--- EXERCISE INSTRUCTIONS ---
a) Rewrite the paragraph of the article on rural medical training that begins "Basic science faculty at six state universities" as a short list, keeping its main facts.
b) Carry the article on rural medical training forward with one more paragraph, picking up after its final sentence.

--- QUOTED PASSAGE ---
== Segment start ==

In rural training, many doctors find a home

From the Alaskan bush to the Wyoming range, the UW trains doctors in the rural Northwest—and many decide to stay there.

Seattle native Peter Rice said good-bye to the city when he graduated from high school. He headed north to Alaska, where he worked at construction sites, on boats and in logging camps. But there came a time when he left the groves of Douglas fir for the groves of academe.

At age 26, he earned a degree in biology from the University of Alaska. Several professors encouraged him to stay in his adopted state and help others, so he continued on at the University of Alaska to complete his first year of medical school.

Alaska doesn’t have a medical school in a bricks-and-mortar sense. But it does have something called WWAMI Spread out over one-quarter of the United States land mass, this program encompasses Washington, Wyoming, Alaska, Montana and Idaho and takes its name from the initials of the participating states—WWAMI (pronounced “whammy”). Its mission: joining forces with the University of Washington to educate medical students.

Basic science faculty at six state universities teach the first-year, UW faculty in Seattle teach the second year, and UW and community health professionals in towns throughout the region train future doctors at several stages, notably during the last two years of medical school.

In Rice’s case, many professors he knew as an undergraduate were his first-year medical school teachers. With only 12 students in his class, Rice got individualized attention in anatomy and other subjects. For second-year courses in Seattle, his small class joined UW medical students from the other participating states, forming a medical school class of about 160.

Infant Devin Washington gets a check up from family practice resident Melissa Ashby at a Spokane clinic that serves as a WWAMI site.

== Segment end ==

[Records taken from a dataset]
== Segment start ==

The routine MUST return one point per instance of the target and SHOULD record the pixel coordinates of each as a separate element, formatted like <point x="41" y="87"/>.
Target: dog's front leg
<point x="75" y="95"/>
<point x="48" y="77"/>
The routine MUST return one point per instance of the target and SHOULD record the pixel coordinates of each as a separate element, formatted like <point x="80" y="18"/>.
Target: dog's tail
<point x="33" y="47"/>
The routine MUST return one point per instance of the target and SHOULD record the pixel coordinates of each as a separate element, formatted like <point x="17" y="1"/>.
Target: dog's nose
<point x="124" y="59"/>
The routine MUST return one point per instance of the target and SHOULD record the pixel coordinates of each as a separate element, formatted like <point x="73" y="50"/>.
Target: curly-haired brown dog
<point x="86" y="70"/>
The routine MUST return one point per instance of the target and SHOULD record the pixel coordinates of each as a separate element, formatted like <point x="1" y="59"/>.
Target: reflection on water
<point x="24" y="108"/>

== Segment end ==

--- EXERCISE ANSWERS ---
a)
- First year: taught by basic science faculty at six state universities.
- Second year: taught by UW faculty in Seattle.
- Several stages, especially the last two years: training by UW and community health professionals in towns across the region.

b)
“I took my third-year psychiatry clerkship, and obstetrics and gynecology clerkship in Anchorage,” Rice recalls. He made rural health field trips to Bethel, a mostly Alaska Native village where the local doctors cover an area the size of Oregon, and also to Marshall, a village north of Bethel on the Yukon River.

“It was good exposure to see how health care was delivered in the bush,” he says.

“All these experiences were part and parcel of what I felt was a welcoming, supportive atmosphere for doctors-in-training who wanted come back to Alaska,” Rice says.

In 1988, when his residency in internal medicine at the University of Washington was over, one of his mentors invited him to practice in Ketchikan, a 17,000-person settlement in southeastern Alaska accessed only by boat or plane. Ketchikan is a place of seagoing splendor, but it could also be one of profound isolation if it weren’t for the professional relationships the doctors and local hospital have with sister institutions elsewhere, including the University of Washington.

“While WWAMI is known for training rural physicians, a lot of people don’t realize the amount of professional support the UW medical school continues to give to practicing health professionals in small medical communities like ours, or to much smaller ones with only one doctor,” Rice says.

In June, Rice penned a commentary in the Ketchikan Daily News about his town’s links with the UW—the availability via airlift of the trauma and burn centers at Seattle’s Harborview Medical Center, a free phone line for physicians to consult with a UW specialist day or night, Internet access to patient data, and visits from UW medical faculty to Ketchikan.

In this age of for-profit hospital chains traded on Wall Street, Rice wrote, it’s important for communities like Ketchikan to support public teaching institutions like the UW, and important for him to be affiliated with organizations that are values driven, not profit driven.

Values drive many physicians to seek a rural practice. On the Idaho side of the Teton Mountains sits Driggs, population 941, and its physician, 1983 UW medical school graduate Larry Curtis. “I want to practice where my patients are my friends,” he had told his dad when they drove up from Pocatello to look for an office location.

“I’d never seen Driggs before, but something there clicked for me,” Curtis says. He had traveled the world, courtesy of the U.S. Navy. Called up for the draft during the Vietnam War, he worked on submarines, in satellite communications and in jungle survival. A knee injury sent him to the San Diego Balboa Naval Hospital. During recovery, he promised himself he would do what he wanted with his life. While repairing some EKG and X-ray machines, he decided to become a physician.

Dr. Larry Curtis in his office in Driggs, Idaho.

When he entered medical school, Curtis had a wife and four children (a fifth arrived soon afterward). He says the UW medical school recognized the significance of a student’s home life in an eventual practice decision. Curtis wanted to practice in a place where he could be honest with his patients and look out for their best interests.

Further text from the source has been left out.